• Secção do documento
___

A máfia da blogosfera
24
Ago 09
publicado por Tiago Moreira Ramalho, às 00:29link do post | comentar | ver comentários (4)

O Samuel de Paiva Pires voltou à carga com a questão monárquica. Se é certo – francamente, ó Samuel! – que muito do que escreveu já foi escrito no passado mês de Janeiro e por mim respondido, há que responder de novo, que eu cá não sou de deixar as pessoas a falar sozinhas.

Em primeiro lugar, Samuel, a questão da democraticidade da república em oposição à falta de democracia na monarquia não se prende exactamente com a possibilidade de votar para Chefe de Estado, mas sim com o acesso ao cargo. Isto é, não é o acto de votar que faz da república melhor, é o facto de se poder ser votado. É esta a questão igualitária de que não abdico. E eu não quero ser Presidente da República. Quem quiser que se candidate e acho que o sr. Duarte Pio não tem acesso vedado à candidatura – é só recolher assinaturazinhas.

___

• Registos fornecidos
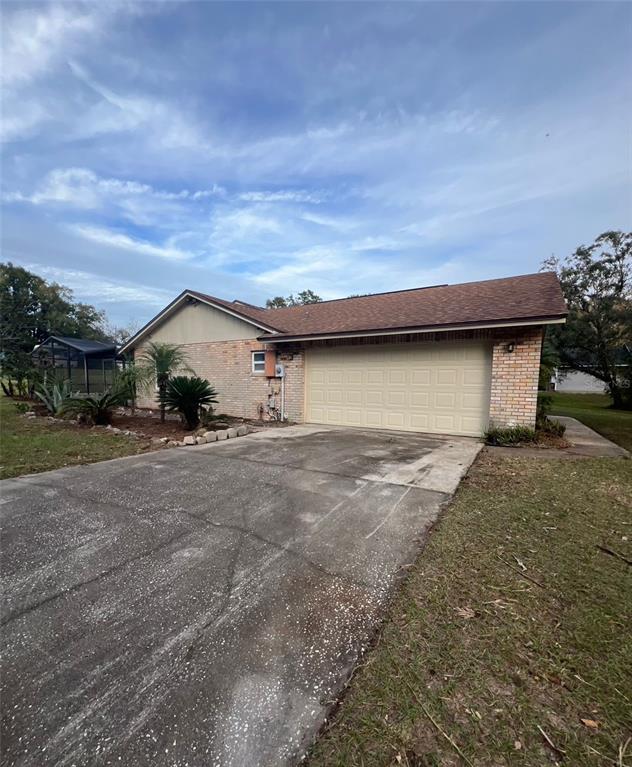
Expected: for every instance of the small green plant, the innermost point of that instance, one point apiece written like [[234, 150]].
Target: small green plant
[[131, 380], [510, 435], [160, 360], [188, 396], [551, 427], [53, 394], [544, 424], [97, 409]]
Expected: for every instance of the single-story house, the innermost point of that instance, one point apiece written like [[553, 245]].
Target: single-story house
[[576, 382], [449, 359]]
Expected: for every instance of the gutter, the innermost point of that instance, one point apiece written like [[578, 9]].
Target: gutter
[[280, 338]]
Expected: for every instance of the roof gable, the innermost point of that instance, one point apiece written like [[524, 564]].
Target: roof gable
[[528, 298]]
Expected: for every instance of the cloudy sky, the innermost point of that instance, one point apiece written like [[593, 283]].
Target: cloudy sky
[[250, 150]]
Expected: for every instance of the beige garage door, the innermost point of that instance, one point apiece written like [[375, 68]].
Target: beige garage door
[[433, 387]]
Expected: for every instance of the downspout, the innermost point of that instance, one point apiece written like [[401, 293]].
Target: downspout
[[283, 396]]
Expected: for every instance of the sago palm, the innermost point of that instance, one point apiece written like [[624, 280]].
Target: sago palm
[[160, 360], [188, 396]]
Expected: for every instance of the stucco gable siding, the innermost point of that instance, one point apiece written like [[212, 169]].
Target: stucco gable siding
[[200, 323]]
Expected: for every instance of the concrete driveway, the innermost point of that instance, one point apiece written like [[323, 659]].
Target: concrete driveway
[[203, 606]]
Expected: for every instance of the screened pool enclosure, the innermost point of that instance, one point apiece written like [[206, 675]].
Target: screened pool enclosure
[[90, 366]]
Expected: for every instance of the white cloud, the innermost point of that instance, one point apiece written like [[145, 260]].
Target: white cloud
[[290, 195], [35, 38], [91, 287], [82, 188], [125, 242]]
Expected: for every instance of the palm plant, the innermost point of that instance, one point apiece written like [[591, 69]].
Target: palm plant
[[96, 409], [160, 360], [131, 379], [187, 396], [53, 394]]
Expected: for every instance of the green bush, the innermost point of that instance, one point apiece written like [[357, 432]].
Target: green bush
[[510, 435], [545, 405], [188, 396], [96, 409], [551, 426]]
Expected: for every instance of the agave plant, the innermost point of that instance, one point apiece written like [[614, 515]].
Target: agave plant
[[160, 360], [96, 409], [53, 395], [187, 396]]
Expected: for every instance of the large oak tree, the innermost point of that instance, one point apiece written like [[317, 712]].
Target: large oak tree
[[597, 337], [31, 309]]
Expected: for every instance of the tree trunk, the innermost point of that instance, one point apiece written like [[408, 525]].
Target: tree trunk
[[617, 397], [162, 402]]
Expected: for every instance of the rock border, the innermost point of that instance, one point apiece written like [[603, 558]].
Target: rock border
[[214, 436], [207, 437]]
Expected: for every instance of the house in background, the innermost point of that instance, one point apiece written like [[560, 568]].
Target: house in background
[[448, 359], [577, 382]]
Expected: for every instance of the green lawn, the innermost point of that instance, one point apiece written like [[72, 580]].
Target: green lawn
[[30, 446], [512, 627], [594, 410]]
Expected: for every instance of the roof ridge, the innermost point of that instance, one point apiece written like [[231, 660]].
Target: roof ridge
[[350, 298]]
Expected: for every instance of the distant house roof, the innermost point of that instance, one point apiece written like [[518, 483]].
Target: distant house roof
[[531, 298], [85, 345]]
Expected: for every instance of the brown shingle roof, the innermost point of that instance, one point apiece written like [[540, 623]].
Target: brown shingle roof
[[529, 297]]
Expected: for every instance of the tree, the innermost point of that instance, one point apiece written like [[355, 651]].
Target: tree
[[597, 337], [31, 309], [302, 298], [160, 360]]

___

• Exercícios propostos
1) Responda a estas perguntas sobre a publicação acerca da questão monárquica:
(a) Quem publicou o texto?
(b) Em que mês já tinha sido escrito muito do que o Samuel escreveu?
(c) Segundo o texto, o que basta ao sr. Duarte Pio fazer para se candidatar?
2) Transcreva da publicação sobre a questão monárquica o trecho que começa em "Em primeiro lugar, Samuel, a" e segue até "só recolher assinaturazinhas.".
Os registos constituem material à parte.

• Respostas aos exercícios
1)
(a) Tiago Moreira Ramalho.
(b) No passado mês de Janeiro.
(c) Recolher assinaturas.

2)
Em primeiro lugar, Samuel, a questão da democraticidade da república em oposição à falta de democracia na monarquia não se prende exactamente com a possibilidade de votar para Chefe de Estado, mas sim com o acesso ao cargo. Isto é, não é o acto de votar que faz da república melhor, é o facto de se poder ser votado. É esta a questão igualitária de que não abdico. E eu não quero ser Presidente da República. Quem quiser que se candidate e acho que o sr. Duarte Pio não tem acesso vedado à candidatura – é só recolher assinaturazinhas.